» **WORK INSTRUCTIONS**
Scan the records for the string "dirt"; copy each line where it occurs.

» **EXERCISE MATERIAL**
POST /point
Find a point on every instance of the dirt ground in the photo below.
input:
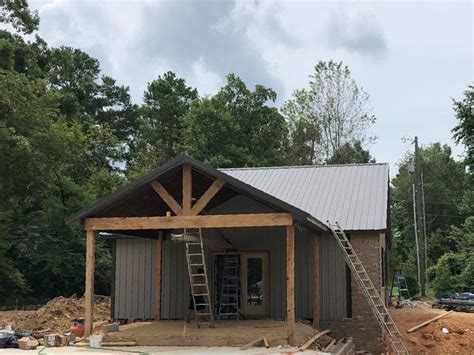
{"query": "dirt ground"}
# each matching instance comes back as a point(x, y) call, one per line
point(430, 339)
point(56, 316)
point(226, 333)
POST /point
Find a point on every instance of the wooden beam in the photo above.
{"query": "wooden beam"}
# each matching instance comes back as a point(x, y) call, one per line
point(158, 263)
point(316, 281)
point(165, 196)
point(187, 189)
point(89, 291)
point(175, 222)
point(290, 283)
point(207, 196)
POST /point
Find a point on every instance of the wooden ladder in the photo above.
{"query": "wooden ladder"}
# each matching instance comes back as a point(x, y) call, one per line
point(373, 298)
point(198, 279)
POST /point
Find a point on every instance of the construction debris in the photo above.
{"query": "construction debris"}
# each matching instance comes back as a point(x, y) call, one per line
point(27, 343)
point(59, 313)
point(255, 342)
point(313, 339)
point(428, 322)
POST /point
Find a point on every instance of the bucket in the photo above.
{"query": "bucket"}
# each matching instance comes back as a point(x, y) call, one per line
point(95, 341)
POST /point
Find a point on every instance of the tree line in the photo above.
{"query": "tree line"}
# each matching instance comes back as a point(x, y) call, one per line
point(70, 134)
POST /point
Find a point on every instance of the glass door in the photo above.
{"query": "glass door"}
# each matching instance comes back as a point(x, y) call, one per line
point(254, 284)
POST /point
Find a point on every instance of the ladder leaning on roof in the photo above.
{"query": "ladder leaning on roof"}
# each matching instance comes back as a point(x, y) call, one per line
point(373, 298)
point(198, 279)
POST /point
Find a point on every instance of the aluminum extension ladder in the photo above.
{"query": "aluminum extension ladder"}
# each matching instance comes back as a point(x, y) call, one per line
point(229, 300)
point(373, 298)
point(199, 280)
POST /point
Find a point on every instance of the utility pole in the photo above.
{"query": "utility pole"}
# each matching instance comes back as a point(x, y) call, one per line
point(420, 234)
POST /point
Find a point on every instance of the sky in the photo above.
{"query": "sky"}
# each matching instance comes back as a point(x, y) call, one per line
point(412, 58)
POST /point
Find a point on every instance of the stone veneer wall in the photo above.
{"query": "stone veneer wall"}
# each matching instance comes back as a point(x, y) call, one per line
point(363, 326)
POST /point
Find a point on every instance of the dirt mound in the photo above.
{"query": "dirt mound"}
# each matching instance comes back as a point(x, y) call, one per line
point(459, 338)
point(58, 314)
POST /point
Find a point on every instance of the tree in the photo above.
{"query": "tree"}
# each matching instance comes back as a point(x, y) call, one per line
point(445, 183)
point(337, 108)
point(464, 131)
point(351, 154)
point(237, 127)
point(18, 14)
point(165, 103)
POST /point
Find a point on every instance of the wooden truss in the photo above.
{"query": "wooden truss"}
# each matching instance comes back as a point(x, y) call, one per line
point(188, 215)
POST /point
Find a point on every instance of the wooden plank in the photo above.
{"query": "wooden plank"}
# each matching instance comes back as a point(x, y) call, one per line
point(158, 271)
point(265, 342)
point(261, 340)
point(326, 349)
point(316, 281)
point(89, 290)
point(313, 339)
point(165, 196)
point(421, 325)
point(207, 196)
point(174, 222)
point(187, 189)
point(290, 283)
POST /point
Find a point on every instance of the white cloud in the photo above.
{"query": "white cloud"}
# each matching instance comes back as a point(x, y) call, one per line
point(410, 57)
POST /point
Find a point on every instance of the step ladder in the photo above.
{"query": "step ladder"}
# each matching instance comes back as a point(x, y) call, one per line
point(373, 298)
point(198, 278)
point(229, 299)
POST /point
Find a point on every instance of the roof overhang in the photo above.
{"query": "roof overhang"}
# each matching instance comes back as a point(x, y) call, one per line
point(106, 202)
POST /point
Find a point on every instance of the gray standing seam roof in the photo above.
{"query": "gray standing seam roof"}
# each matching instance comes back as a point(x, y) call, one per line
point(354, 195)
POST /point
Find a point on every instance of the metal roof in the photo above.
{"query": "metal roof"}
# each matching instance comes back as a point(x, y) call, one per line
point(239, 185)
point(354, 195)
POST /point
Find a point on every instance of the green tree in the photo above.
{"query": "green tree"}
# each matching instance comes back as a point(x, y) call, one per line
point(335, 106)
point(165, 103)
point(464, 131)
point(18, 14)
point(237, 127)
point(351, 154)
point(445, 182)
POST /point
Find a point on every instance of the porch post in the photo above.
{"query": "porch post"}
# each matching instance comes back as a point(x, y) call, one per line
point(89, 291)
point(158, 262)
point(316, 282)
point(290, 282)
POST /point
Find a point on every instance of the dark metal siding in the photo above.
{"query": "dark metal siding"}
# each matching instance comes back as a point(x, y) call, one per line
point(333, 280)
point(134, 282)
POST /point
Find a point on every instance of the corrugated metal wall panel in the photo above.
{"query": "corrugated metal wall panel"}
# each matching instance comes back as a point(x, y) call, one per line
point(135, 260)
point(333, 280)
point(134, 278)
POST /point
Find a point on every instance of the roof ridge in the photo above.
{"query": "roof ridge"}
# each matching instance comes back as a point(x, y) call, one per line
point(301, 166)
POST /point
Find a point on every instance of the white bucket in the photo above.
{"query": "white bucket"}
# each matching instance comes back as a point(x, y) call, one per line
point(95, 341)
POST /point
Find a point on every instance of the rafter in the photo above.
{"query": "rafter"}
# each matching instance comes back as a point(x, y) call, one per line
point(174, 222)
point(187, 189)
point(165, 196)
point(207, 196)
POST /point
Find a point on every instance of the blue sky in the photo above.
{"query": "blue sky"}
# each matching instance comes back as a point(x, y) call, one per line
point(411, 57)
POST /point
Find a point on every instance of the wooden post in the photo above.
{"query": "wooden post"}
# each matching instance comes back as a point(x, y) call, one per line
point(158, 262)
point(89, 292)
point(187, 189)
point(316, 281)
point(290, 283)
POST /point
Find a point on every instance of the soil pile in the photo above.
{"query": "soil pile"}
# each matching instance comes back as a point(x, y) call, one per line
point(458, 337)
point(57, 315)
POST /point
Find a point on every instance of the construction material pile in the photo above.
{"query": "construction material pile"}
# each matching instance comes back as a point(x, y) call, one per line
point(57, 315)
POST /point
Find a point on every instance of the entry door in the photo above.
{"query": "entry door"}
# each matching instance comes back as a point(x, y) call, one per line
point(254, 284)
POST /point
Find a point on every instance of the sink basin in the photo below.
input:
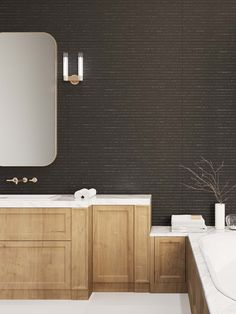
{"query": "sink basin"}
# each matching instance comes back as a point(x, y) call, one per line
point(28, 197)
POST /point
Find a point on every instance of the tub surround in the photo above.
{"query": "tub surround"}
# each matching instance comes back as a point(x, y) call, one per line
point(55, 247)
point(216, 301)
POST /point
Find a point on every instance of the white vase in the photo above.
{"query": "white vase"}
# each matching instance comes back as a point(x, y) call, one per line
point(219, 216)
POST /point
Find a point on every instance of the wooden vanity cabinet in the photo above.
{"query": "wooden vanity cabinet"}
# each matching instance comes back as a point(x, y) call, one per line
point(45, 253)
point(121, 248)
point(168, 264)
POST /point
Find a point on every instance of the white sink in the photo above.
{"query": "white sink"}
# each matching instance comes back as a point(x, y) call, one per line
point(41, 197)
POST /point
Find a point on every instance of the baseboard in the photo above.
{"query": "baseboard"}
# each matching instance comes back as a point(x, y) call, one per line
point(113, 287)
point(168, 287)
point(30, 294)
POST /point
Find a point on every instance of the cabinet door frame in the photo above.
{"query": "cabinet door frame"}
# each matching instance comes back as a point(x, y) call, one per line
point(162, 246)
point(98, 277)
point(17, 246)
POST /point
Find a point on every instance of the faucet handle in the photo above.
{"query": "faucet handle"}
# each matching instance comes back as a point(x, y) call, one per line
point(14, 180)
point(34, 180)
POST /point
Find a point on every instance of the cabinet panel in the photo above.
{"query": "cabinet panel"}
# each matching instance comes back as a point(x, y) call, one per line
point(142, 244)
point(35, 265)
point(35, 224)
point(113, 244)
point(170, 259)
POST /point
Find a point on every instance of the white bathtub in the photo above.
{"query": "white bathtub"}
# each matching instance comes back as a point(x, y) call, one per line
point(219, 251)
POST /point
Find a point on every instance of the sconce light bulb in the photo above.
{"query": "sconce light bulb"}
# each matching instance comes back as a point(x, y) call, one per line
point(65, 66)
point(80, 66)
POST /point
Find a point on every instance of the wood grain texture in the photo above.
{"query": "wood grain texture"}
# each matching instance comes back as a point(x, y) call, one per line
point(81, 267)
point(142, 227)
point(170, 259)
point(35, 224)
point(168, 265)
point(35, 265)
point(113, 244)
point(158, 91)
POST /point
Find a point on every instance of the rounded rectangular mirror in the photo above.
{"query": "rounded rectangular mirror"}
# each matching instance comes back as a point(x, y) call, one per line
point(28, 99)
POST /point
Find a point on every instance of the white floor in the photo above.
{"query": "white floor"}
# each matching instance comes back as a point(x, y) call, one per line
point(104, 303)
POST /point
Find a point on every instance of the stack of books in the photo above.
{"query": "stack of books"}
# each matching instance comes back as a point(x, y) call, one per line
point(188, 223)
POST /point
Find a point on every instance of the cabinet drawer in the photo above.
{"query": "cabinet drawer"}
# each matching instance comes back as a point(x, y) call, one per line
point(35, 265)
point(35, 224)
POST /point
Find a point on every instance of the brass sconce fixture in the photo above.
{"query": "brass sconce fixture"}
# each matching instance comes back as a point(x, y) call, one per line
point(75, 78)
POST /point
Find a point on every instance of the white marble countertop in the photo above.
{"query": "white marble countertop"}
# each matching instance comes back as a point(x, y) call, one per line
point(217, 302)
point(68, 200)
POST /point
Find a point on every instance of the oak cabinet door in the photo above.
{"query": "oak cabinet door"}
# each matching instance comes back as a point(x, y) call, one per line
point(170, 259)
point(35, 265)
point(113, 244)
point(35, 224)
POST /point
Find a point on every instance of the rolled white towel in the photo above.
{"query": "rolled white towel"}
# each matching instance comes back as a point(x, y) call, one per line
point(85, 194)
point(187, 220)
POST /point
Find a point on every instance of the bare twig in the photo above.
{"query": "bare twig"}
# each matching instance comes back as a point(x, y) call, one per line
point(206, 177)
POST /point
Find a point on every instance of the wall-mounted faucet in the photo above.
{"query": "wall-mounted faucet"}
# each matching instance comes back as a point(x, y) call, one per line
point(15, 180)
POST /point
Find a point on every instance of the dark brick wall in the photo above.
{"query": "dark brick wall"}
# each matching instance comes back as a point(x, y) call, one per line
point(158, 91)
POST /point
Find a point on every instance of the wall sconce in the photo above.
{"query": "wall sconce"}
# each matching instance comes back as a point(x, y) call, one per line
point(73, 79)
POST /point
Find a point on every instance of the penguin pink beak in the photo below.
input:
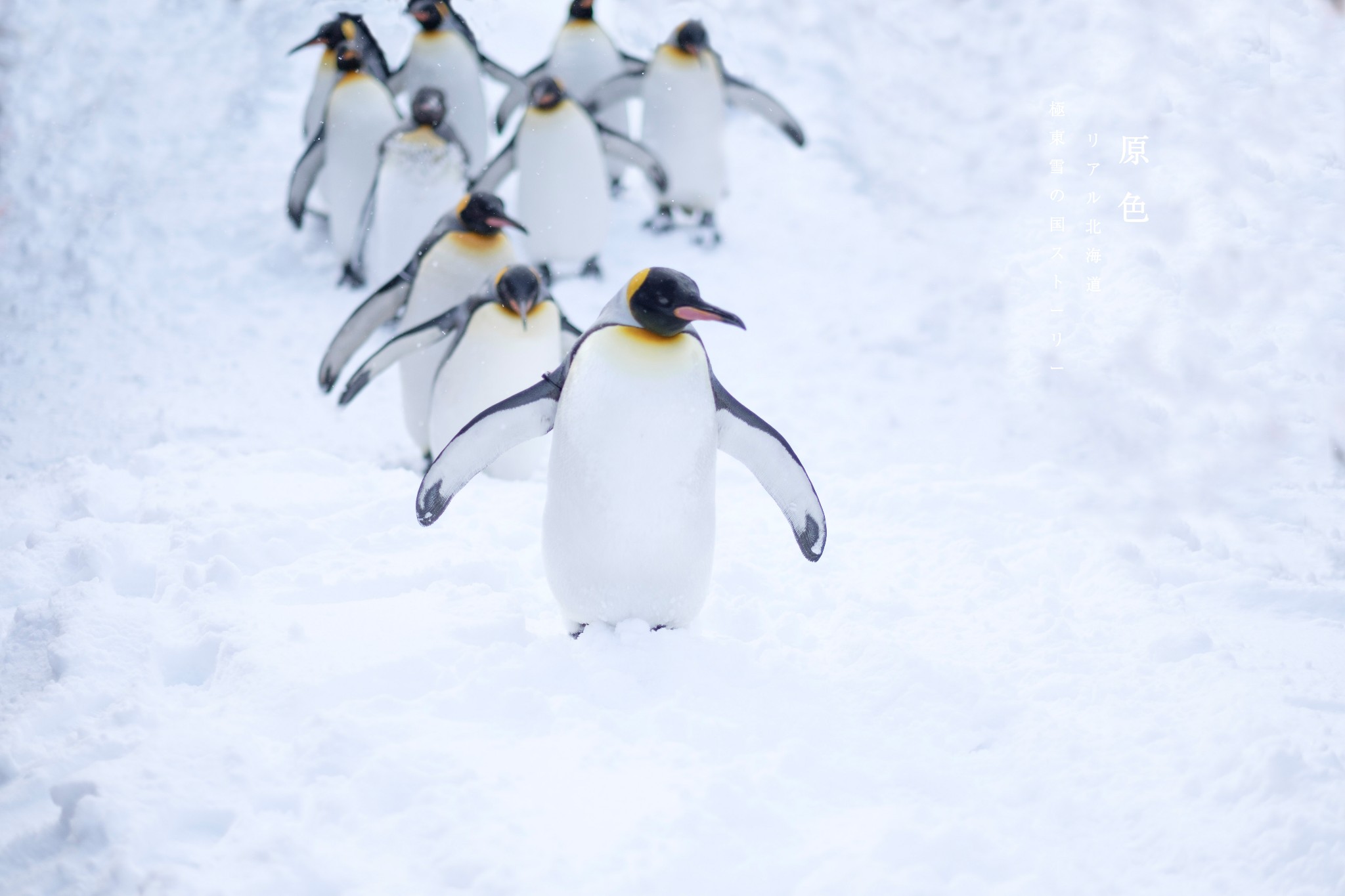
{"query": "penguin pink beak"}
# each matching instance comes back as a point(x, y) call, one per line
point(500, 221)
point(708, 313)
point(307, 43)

» **SOLUTION TO THIS PROBLEM**
Find a point on every instance of the dirt ground in the photo below.
{"query": "dirt ground"}
Find a point on every instance of the dirt mound in the photo above.
{"query": "dirt mound"}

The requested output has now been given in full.